(Data entries)
____________________
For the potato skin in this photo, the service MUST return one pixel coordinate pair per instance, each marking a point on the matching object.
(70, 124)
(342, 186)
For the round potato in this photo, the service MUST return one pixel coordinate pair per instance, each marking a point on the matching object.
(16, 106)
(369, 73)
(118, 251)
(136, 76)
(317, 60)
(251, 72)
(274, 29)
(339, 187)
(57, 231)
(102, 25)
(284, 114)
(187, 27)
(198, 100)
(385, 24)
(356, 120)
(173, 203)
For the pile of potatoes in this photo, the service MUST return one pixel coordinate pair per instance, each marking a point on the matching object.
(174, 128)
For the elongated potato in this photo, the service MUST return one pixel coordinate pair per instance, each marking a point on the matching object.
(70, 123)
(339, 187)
____________________
# Aim of the task
Rewrite the lines above as a JSON list of strings, with one string for each line and any blank lines omitted.

# Written solution
[
  "For the potato skin in this photo, the service MUST return one pixel coordinate pair per instance, each marking a point on the matching object.",
  "(70, 124)",
  "(342, 186)",
  "For the round potato in this photo, the service MUST return one pixel coordinate pair per instance, each marking a point on the matching object.",
  "(16, 106)",
  "(369, 73)",
  "(118, 251)",
  "(136, 76)",
  "(317, 60)",
  "(251, 72)",
  "(274, 29)",
  "(339, 187)",
  "(57, 231)",
  "(102, 25)",
  "(284, 114)",
  "(187, 27)",
  "(198, 100)",
  "(385, 24)",
  "(356, 120)",
  "(173, 203)",
  "For the pile of potatoes in this photo, the service MUST return one pixel coordinate pair per instance, each marking a point on the matching object.",
  "(174, 128)",
  "For the elongated potato in this photo, the service MUST return one pixel coordinate pair per instance, each marking a point on the matching object.",
  "(70, 123)",
  "(339, 187)"
]